**Exercise goal**
Print the records below unchanged, starting at their first line and ending at the line that contains "[(362, 259)]", with both of those lines included.

**Data for processing**
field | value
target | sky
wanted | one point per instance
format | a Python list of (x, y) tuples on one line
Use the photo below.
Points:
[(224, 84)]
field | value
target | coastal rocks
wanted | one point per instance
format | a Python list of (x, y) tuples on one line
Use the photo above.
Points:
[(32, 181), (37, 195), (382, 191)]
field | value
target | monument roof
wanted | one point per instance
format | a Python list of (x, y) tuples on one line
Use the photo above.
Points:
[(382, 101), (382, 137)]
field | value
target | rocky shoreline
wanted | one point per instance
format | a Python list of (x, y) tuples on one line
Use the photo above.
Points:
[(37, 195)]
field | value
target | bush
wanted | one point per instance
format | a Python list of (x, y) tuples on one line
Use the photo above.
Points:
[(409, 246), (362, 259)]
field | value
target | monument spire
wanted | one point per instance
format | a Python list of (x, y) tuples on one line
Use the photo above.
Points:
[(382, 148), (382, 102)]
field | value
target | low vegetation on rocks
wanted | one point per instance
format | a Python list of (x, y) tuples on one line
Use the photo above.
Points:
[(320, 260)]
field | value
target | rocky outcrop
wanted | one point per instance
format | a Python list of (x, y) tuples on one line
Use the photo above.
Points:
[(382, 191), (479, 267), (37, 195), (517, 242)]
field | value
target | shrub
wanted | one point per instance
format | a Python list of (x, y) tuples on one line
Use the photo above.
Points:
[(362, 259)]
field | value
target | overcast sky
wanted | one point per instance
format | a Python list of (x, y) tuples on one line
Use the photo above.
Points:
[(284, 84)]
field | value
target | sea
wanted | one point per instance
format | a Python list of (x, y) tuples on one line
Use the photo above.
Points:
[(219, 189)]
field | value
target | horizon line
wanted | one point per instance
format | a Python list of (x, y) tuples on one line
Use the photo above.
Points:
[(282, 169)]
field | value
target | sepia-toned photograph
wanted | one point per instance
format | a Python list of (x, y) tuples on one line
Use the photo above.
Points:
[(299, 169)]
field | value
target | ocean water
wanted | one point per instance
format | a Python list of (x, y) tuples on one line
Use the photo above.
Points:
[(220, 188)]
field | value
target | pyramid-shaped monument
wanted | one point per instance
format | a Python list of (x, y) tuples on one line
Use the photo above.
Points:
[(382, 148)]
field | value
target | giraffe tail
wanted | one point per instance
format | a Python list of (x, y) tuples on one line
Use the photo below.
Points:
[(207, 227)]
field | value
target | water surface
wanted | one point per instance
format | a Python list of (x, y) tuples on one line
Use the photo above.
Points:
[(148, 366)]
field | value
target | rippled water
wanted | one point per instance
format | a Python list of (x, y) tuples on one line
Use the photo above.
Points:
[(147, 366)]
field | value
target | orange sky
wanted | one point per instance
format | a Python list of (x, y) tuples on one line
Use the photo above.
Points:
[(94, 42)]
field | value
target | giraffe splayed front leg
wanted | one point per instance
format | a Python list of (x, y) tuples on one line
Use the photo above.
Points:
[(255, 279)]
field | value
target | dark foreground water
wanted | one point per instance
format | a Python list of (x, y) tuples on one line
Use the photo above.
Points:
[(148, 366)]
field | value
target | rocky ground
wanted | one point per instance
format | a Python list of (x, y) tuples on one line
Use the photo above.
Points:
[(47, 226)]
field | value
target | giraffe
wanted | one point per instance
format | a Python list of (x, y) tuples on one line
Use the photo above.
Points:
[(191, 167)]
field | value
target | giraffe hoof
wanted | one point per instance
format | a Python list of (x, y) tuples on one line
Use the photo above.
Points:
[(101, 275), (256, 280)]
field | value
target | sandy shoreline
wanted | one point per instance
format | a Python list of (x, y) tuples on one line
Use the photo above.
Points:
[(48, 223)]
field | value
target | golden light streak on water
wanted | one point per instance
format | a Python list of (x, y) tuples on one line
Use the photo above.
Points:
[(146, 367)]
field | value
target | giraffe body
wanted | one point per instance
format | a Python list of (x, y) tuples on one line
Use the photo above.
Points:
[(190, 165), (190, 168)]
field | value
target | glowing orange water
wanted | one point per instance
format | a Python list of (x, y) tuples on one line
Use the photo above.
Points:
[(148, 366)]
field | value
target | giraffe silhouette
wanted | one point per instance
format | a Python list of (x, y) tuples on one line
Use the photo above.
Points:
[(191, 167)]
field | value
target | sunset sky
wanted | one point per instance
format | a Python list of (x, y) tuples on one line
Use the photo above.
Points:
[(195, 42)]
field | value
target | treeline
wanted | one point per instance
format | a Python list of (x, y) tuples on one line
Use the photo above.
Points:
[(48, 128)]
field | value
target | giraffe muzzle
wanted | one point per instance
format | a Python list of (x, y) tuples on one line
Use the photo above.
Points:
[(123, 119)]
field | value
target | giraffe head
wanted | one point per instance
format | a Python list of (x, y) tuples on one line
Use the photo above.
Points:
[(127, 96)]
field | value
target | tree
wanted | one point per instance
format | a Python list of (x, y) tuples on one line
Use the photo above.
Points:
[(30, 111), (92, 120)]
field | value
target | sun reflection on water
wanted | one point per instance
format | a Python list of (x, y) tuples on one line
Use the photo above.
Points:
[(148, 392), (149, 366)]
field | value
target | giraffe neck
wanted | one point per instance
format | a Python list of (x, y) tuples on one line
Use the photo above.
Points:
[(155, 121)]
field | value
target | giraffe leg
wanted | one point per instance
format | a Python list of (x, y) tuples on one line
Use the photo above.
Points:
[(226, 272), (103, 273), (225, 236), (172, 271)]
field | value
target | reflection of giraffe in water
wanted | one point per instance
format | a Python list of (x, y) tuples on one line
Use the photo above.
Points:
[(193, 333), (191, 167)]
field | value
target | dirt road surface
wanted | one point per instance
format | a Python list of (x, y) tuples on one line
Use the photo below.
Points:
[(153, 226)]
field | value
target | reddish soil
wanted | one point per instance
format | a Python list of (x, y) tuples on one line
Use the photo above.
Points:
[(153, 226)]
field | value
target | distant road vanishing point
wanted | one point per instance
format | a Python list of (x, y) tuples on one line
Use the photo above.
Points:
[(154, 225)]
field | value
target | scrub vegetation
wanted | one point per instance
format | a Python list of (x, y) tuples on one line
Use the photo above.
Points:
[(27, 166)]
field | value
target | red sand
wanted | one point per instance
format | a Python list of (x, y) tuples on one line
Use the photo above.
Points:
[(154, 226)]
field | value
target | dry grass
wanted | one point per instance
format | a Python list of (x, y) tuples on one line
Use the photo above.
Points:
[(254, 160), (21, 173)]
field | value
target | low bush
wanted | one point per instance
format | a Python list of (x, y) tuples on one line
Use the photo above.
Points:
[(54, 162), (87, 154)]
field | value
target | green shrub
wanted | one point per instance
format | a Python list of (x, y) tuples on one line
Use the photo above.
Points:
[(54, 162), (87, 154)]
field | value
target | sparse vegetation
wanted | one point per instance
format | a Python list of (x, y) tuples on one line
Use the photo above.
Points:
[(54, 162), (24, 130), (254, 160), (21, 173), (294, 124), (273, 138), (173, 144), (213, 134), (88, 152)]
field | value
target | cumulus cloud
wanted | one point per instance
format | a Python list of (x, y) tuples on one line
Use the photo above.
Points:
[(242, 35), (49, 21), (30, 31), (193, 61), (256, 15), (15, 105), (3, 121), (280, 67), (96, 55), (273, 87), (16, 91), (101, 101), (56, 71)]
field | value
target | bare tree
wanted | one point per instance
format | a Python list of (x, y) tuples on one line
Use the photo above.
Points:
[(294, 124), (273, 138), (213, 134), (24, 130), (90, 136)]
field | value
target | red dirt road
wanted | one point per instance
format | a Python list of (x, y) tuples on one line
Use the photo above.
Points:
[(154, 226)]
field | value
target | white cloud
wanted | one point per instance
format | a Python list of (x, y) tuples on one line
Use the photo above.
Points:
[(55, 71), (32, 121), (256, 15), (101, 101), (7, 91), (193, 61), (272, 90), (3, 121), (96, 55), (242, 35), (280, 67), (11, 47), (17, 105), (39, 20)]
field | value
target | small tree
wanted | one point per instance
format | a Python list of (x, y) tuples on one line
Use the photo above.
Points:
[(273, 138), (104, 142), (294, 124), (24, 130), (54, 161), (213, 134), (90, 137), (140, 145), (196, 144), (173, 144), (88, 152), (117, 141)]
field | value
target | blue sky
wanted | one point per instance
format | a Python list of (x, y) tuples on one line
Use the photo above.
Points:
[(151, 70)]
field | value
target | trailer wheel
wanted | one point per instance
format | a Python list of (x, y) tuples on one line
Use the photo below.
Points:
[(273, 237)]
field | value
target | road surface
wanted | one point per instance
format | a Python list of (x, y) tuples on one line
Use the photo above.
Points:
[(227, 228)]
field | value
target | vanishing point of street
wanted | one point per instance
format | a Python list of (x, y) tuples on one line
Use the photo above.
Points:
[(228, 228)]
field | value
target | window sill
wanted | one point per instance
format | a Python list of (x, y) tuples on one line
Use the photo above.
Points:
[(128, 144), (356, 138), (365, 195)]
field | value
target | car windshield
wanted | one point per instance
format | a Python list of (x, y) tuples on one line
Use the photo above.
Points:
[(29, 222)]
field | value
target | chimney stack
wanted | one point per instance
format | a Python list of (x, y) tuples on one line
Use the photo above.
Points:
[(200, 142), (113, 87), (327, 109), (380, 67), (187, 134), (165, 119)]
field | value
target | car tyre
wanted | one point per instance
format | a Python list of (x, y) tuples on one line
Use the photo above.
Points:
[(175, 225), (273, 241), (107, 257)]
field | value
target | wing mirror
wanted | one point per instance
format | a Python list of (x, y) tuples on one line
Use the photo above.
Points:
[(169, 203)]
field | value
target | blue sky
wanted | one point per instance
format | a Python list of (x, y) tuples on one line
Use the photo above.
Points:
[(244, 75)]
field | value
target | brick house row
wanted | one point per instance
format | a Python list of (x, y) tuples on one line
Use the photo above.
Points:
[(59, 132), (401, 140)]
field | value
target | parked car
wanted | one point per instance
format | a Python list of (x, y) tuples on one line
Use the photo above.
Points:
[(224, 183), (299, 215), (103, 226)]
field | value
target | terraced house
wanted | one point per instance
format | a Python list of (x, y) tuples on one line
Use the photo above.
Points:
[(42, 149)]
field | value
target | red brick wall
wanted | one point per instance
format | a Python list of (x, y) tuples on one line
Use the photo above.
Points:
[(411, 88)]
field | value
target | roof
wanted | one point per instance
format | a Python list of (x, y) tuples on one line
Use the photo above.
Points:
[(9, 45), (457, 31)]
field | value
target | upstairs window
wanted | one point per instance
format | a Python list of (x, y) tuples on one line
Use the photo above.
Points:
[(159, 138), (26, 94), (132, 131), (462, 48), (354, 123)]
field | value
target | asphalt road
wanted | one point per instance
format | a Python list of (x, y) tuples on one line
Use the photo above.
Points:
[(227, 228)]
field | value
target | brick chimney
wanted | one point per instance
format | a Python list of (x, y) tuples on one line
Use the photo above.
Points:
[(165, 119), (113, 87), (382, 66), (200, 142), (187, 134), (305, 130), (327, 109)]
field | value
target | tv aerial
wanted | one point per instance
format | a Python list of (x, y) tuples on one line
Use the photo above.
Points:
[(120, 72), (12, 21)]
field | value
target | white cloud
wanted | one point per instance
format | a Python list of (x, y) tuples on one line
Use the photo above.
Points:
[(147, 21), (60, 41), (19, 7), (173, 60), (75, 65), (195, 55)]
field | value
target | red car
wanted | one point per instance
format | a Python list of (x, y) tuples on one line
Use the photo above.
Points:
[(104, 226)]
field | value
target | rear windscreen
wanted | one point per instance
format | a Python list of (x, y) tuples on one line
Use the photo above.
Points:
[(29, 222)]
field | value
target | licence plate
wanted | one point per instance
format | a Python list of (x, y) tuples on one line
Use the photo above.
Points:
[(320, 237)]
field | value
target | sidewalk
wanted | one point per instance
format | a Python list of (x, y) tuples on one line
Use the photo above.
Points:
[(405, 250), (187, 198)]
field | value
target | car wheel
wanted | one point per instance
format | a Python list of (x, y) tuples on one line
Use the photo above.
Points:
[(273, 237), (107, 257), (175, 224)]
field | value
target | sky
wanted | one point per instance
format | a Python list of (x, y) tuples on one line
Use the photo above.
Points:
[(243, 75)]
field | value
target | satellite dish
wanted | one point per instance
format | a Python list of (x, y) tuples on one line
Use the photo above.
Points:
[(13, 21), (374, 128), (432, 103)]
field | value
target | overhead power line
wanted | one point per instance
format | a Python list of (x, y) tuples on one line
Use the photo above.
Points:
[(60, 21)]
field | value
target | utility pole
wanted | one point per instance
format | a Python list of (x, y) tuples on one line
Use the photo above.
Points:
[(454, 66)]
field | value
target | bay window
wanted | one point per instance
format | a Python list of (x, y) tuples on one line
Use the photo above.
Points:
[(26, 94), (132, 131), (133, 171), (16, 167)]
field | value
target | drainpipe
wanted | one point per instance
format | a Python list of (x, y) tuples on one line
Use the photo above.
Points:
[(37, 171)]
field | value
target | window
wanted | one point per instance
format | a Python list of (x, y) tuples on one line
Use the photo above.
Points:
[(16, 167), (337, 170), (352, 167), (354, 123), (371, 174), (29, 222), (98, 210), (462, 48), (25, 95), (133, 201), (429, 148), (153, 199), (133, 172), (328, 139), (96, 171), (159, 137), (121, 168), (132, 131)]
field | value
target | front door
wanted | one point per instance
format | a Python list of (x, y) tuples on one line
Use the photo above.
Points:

**Output for this task**
field | value
target | sky
wanted | one point per instance
format | a Python list of (x, y) tuples on one line
Use the photo below.
Points:
[(224, 84)]
field | value
target | coastal rocks
wanted | one point per instance
format | a Python list of (x, y) tuples on one line
Use the photo above.
Points:
[(32, 181), (37, 195), (382, 191)]
field | value
target | monument roof
wanted | one point per instance
format | a Python list of (x, y) tuples on one line
Use the photo above.
Points:
[(382, 101), (382, 137)]
field | value
target | rocky shoreline
wanted | one point per instance
format | a Python list of (x, y) tuples on one line
Use the photo above.
Points:
[(37, 195)]
field | value
target | bush
wanted | one point per instance
format | a Python list of (x, y) tuples on one line
Use the photo above.
Points:
[(409, 246), (362, 259)]
field | value
target | monument spire
wanted | one point per instance
format | a Python list of (x, y) tuples on one line
Use the photo above.
Points:
[(382, 148), (382, 102)]
field | value
target | low vegetation on rocks
wanted | one point per instance
format | a Python list of (x, y) tuples on one line
Use the photo above.
Points:
[(320, 260)]
field | value
target | rocky outcrop
wanted | one point per instance
format | a Python list of (x, y) tuples on one line
Use the photo above.
Points:
[(382, 191), (479, 267), (37, 195), (517, 242)]
field | value
target | shrub
wanted | one point per instance
format | a Python list of (x, y) tuples on one line
Use the photo above.
Points:
[(362, 259)]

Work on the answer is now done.